----- DOCUMENT SEGMENT -----

Trauma May Aggravate Chiari 1 Malformation, Tethered Cord Syndrome
Spinal cord injuries (SCIs) and traumatic brain injuries (TBIs) may aggravate pre-existing conditions, turning them from asymptomatic to symptomatic in some cases. Two common examples are Chiari malformation type 1 and Tethered Cord Syndrome (TCS).
What Is Chiari 1 Malformation?
Chiari malformation type 1 is a condition in which the cerebellar tonsils are displaced out of the skull into the spinal cord area. In other words, the part of the brain at the back of the skull bulges through the opening where the skull and spinal canal meet.
This condition is normally congenital. Although rare, according to Johns Hopkins, acquired or secondary Chiari 1 malformation may develop later in life.
Studies have shown that trauma to the neck or head, such as whiplash, can cause pre-existing Chiari 1 malformation to turn symptomatic. For example, a 2008 study found that minor neck or head trauma turned asymptomatic Chiari 1 to symptomatic Chiari 1 in about 1 in 4 patients who experienced trauma prior to the onset of their symptoms.
Common symptoms of Chiari 1 malformation include:
- Headaches, especially after sneezing, coughing, or straining
- Balance problems or an unsteady gait
- Neck pain
- Poor hand-eye coordination
- Numbness in the hands and feet
- Trouble speaking and swallowing
- Breathing problems, such as sleep apnea
- Ringing in the ears, or tinnitus
- Slowed heart rhythm
A significant number of Chiari 1 patients also have Tethered Cord Syndrome, so much so that some surgeons routinely evaluate Chiari 1 patients for TCS.
What Is Tethered Cord Syndrome?
Tethered Cord Syndrome is a condition in which the spinal cord is abnormally tethered or anchored, thereby pulling the spine and causing leg weakness and neurological problems.
Although TCS is congenital, studies have shown that concussions or whiplash injuries to the neck and spine may aggravate the pre-existing condition. A history of spine trauma may also lead to the development of TCS.
The longer TCS remains undiagnosed, the worse the strain on the spinal cord may become. This may lead to the deterioration of sensory and motor functions, as well as poor bladder control (incontinence).

-----

# [TASKS TO COMPLETE]
a) In the text on Chiari 1 malformation and Tethered Cord Syndrome, in about what share of patients did the 2008 study find that minor neck or head trauma made asymptomatic Chiari 1 symptomatic?
b) Reproduce the stretch of the Chiari 1 and Tethered Cord Syndrome text from "Common symptoms of" through "Tethered Cord Syndrome?", substituting "Cervical pain" for "Neck pain".
c) According to the text on Chiari 1 malformation and Tethered Cord Syndrome, what can happen if TCS stays undiagnosed? List every effect it names.

----- DATASET EXTRACT -----

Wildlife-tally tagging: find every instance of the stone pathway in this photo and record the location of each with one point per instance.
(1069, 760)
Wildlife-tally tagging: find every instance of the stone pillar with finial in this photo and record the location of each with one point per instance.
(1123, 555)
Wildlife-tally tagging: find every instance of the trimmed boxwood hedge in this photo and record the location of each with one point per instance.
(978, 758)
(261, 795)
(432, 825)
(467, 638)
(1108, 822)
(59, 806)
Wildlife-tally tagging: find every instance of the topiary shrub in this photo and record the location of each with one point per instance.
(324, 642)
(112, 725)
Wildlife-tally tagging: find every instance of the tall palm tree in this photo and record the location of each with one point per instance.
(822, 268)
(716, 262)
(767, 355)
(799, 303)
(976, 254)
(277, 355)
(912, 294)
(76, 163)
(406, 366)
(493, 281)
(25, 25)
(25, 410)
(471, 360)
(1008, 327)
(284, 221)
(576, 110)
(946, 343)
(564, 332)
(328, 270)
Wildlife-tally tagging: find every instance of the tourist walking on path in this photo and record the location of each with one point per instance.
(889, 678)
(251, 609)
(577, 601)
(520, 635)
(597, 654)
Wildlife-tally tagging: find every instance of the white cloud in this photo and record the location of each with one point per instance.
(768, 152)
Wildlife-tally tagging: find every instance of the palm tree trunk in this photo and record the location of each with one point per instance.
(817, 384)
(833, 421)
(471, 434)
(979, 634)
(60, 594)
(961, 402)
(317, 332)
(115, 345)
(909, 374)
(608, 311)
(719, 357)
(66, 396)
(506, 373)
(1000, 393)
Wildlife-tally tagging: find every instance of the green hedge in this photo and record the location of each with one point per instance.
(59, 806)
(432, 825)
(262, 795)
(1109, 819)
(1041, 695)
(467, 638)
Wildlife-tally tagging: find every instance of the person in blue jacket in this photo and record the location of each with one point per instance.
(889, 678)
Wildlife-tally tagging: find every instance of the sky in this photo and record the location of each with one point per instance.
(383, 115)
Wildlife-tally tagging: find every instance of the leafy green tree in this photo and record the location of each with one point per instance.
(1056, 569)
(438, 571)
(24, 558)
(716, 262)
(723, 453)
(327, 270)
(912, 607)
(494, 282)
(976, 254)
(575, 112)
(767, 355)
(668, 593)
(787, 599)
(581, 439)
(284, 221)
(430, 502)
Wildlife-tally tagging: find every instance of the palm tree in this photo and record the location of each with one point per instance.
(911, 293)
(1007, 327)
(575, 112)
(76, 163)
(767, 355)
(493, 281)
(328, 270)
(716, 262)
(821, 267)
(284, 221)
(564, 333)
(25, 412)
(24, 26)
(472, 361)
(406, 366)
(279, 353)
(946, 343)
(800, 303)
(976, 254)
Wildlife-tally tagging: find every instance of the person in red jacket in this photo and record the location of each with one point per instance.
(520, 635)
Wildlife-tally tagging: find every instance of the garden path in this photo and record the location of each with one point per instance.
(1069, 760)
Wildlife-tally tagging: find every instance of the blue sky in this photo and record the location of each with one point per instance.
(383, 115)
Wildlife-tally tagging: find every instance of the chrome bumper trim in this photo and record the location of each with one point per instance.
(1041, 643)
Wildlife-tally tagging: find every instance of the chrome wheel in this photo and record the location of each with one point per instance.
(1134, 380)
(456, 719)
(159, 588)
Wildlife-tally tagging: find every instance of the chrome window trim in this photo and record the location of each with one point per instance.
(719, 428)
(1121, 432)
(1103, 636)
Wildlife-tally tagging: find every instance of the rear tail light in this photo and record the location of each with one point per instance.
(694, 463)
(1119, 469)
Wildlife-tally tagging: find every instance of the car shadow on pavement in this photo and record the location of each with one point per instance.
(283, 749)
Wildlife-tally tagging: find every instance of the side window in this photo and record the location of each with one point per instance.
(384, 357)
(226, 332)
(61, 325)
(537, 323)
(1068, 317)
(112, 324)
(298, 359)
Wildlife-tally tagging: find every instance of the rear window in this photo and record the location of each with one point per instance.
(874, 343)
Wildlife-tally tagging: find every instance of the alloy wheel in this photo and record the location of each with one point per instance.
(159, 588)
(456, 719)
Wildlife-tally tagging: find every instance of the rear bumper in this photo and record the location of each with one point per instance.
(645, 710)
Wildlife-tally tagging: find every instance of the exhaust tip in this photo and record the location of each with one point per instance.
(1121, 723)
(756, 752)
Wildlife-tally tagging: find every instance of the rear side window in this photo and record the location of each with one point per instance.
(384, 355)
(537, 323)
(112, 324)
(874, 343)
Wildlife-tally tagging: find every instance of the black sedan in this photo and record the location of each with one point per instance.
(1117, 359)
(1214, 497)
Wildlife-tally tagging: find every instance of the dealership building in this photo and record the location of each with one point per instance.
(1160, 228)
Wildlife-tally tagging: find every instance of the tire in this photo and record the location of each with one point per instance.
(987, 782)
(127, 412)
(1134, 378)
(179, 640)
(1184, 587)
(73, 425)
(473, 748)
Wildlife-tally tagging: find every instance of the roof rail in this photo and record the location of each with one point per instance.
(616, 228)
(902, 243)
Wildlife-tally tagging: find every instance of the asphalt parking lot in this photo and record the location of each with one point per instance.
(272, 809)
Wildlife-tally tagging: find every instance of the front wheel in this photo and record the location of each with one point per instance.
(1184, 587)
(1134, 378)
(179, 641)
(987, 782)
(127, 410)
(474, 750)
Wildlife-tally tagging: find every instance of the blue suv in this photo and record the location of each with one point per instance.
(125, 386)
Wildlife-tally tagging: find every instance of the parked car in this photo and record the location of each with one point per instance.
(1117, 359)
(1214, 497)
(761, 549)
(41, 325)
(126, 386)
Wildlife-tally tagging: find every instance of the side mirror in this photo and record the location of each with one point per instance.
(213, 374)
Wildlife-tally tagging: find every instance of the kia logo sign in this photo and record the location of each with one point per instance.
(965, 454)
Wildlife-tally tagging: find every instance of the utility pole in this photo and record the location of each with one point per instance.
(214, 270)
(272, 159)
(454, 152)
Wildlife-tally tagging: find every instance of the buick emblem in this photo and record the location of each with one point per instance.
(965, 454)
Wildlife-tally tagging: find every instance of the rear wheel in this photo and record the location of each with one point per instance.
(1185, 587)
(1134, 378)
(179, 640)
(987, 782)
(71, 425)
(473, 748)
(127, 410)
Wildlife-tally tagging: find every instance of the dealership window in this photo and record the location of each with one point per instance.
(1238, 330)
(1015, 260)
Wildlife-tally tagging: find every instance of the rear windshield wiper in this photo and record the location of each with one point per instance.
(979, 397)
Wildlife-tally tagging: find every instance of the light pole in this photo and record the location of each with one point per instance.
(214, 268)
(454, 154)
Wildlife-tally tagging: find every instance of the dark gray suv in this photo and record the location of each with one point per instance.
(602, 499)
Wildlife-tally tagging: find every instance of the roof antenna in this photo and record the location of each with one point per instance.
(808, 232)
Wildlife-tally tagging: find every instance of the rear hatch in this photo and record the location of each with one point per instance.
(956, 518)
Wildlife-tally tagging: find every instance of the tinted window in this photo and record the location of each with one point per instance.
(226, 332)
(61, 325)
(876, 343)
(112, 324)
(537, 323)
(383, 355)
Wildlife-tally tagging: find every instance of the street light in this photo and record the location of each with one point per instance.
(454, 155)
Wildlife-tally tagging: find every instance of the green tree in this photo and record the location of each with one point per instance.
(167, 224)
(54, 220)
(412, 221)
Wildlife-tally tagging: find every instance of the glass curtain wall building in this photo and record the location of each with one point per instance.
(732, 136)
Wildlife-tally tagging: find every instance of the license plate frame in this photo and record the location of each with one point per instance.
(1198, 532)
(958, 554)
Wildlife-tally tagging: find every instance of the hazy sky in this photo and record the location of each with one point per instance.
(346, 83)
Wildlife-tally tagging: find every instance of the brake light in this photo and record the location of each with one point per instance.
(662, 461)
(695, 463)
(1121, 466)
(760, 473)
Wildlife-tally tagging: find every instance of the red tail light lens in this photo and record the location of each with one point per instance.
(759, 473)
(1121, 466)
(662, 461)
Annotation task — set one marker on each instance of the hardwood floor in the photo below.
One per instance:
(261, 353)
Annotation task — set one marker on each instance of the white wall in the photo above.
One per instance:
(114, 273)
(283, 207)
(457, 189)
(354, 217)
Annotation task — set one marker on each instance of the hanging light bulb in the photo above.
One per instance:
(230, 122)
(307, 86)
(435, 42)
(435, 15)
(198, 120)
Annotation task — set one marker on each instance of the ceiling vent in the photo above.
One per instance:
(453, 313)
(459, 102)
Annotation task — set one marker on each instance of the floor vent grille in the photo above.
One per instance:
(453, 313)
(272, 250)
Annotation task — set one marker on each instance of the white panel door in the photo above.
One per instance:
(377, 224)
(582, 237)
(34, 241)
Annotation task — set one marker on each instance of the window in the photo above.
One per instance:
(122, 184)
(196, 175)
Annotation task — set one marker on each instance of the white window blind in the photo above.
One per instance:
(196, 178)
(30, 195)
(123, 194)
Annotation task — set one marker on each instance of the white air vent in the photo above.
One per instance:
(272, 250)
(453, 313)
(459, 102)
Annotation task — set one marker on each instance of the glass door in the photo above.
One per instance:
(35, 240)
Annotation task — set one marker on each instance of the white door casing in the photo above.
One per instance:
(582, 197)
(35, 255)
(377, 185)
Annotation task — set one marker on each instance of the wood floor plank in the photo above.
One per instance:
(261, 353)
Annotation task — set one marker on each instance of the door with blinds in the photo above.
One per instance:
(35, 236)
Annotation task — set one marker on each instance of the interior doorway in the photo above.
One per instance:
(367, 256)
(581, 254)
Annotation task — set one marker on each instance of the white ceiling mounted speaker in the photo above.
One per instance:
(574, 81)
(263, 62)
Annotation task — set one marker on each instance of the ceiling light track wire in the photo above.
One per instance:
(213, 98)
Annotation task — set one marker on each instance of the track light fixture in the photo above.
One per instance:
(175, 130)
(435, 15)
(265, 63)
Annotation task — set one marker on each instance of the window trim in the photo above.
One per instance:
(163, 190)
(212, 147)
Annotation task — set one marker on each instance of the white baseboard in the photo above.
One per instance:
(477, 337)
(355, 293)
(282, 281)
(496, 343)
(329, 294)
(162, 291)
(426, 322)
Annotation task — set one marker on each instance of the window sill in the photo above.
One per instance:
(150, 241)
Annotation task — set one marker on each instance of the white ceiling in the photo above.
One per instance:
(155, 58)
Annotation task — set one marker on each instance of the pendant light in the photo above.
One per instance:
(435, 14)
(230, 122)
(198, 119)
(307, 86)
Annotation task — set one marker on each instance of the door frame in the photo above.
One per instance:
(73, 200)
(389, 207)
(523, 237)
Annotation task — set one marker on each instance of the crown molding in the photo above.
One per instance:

-----

# [RESPONSES TO THE EXERCISE]
a) About 1 in 4 patients who experienced trauma before their symptoms began.

b)
Common symptoms of Chiari 1 malformation include:
- Headaches, especially after sneezing, coughing, or straining
- Balance problems or an unsteady gait
- Cervical pain
- Poor hand-eye coordination
- Numbness in the hands and feet
- Trouble speaking and swallowing
- Breathing problems, such as sleep apnea
- Ringing in the ears, or tinnitus
- Slowed heart rhythm
A significant number of Chiari 1 patients also have Tethered Cord Syndrome, so much so that some surgeons routinely evaluate Chiari 1 patients for TCS.
What Is Tethered Cord Syndrome?

c)
- Worse strain on the spinal cord
- Deterioration of sensory functions
- Deterioration of motor functions
- Poor bladder control (incontinence)